▸ Tu tarea:
Reescribe como una lista breve el párrafo del texto sobre el modelo social de la discapacidad que comienza con «Asimismo, se rompe con el tradicional criterio». Conserva sus datos principales.

Superado este paradigma se propone el modelo social y se trabaja desde las posibilidades funcionales que tiene cada individuo para el máximo desarrollo de su autonomía (Martín- Palomo, 2010). La existencia de la deficiencia biológica no implica necesariamente una discapacidad, sino que ésta es consecuencia de la coexistencia junto a barreras sociales que no tienen en cuenta las diferencias. En este sentido, ha adquirido especial relevancia el movimiento por la vida independiente de las personas con discapacidad (Martín- Palomo, 2010) que promueve, entre otros, los principios de no-discriminación, accesibilidad universal, respeto por la diversidad humana y la autonomía de la persona para decidir acerca de su propia vida (Aguirre, 2010). Manifestaciones de este son, por ejemplo, la Ley 39/2006, de 14 de diciembre, de Promoción de la Autonomía Personal y Atención a las personas en situación de dependencia y la reciente Ley 8/2021, de 2 de junio, por la que se reforma la legislación civil y procesal para el apoyo a las personas con discapacidad en el ejercicio de su capacidad jurídica.
Asimismo, se rompe con el tradicional criterio del bien superior, en favor de la atención directa a la voluntad, deseos y preferencias de la persona con discapacidad. La vida de cada persona puede mejorar si ésta dispone de un sistema de apoyos personalizados y orientados a reducir o compensar las barreras que el entorno presenta y/o mejorar su capacidad de autogobierno en la toma de decisiones. Esos apoyos se deberán confeccionar como un “traje a medida” que permita adecuarse y adaptarse totalmente a las necesidades de cada persona y que potencie su autonomía.
Mientras la actual tendencia social es a ocultar esa dependencia que el hombre tiene por naturaleza hacia el otro, existen ciertas personas que, por la circunstancia que les ha tocado vivir, evidencian esa “idea que no suele ser considerada”, la de que todos necesitamos ayuda. Esa circunstancia no les hace ni mejores ni peores, sino diferentes. Viven una realidad inusual, en ocasiones complicada y bastante desconocida.
4. LA ATENCIÓN A LA DEPENDENCIA: UNA RESPONSABILIDAD. LA REALIDAD DE CUIDAR Y SER CUIDADO
Un carácter distintivo del verbo cuidar es el de que necesariamente hay dos sujetos implicados: quien necesita cuidados y quien los presta. A lo largo del texto se utilizará ‘cuidar’ para hacer alusión a las distintas actividades y servicios relacionados con la atención a la dependencia, tales como: guardar o vigilar, ayudar a realizar actividades básicas de la vida diaria y cualesquiera apoyos que sean necesarios para el desarrollo de la autonomía personal.

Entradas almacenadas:

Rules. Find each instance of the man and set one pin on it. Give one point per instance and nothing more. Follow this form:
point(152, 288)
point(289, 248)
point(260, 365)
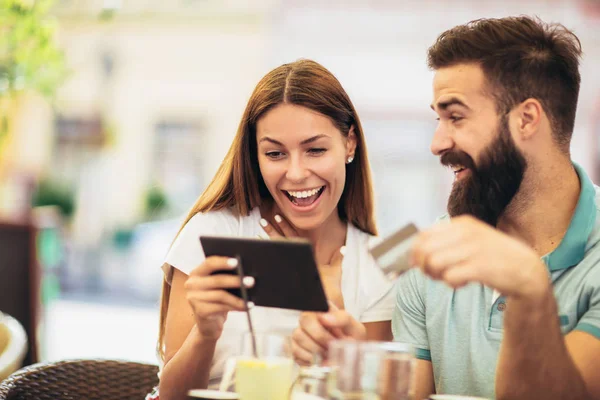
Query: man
point(506, 300)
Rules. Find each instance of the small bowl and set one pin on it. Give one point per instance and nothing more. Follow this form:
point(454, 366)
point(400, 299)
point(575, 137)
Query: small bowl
point(206, 394)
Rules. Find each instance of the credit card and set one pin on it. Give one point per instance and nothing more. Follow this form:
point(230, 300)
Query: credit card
point(391, 254)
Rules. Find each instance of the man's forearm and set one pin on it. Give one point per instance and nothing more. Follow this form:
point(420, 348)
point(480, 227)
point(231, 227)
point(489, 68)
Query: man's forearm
point(534, 361)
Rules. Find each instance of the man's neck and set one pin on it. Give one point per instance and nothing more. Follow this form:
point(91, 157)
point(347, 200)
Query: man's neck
point(541, 212)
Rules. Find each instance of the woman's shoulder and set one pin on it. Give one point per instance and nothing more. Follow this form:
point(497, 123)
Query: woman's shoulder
point(223, 222)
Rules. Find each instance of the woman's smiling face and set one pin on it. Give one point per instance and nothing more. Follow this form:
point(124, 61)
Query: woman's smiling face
point(302, 158)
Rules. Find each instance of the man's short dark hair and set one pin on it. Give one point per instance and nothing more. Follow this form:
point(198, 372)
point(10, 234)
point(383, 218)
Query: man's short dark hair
point(521, 58)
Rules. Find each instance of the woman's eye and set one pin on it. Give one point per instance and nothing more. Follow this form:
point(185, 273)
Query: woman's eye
point(317, 151)
point(274, 154)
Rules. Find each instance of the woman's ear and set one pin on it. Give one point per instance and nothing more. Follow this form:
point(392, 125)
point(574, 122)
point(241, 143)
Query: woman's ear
point(350, 143)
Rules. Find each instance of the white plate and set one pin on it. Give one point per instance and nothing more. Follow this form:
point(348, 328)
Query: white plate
point(305, 396)
point(212, 394)
point(453, 397)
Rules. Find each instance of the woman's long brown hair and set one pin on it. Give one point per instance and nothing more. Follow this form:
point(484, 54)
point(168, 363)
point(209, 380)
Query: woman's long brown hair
point(238, 184)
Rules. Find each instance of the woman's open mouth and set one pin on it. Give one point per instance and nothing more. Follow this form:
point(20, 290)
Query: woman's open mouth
point(304, 198)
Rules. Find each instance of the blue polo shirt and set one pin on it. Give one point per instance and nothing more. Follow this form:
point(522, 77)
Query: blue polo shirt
point(460, 331)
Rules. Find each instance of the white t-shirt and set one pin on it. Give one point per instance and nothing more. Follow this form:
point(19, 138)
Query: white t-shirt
point(368, 295)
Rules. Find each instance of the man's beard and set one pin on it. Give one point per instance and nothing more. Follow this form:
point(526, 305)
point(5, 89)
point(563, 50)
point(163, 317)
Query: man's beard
point(490, 187)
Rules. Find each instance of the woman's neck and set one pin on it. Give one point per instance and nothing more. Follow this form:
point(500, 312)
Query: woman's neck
point(327, 238)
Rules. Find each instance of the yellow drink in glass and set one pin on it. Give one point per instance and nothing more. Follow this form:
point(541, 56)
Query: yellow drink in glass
point(263, 378)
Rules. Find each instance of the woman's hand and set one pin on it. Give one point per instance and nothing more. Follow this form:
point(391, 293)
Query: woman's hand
point(331, 272)
point(208, 298)
point(311, 339)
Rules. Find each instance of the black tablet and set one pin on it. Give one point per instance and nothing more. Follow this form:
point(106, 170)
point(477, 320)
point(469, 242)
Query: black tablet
point(285, 271)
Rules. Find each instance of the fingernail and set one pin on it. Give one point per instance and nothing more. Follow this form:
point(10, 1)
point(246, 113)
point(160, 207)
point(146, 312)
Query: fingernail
point(248, 281)
point(232, 262)
point(329, 318)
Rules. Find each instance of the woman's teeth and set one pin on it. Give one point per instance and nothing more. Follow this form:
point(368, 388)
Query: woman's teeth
point(304, 193)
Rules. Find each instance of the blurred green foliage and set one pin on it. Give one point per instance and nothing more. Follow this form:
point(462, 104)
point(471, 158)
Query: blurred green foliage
point(29, 55)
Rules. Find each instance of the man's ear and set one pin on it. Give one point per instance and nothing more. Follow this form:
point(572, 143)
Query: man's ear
point(528, 118)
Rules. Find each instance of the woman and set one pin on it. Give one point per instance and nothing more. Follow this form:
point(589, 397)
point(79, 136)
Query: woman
point(297, 167)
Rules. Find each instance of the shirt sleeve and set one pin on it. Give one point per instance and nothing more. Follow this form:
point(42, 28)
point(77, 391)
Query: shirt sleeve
point(408, 322)
point(186, 252)
point(382, 308)
point(590, 321)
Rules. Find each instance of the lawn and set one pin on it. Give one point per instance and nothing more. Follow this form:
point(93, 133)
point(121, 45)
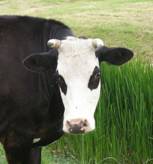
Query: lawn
point(124, 132)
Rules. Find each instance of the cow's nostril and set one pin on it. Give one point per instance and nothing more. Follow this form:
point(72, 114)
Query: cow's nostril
point(77, 125)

▸ Solución propuesta:
- Se abandona el criterio tradicional del bien superior y se atiende directamente a la voluntad, los deseos y las preferencias de la persona con discapacidad.
- La vida de cada persona puede mejorar si cuenta con un sistema de apoyos personalizados.
- Esos apoyos buscan reducir o compensar las barreras del entorno y/o mejorar la capacidad de autogobierno en la toma de decisiones.
- Deben confeccionarse como un «traje a medida», adaptado totalmente a las necesidades de cada persona, y potenciar su autonomía.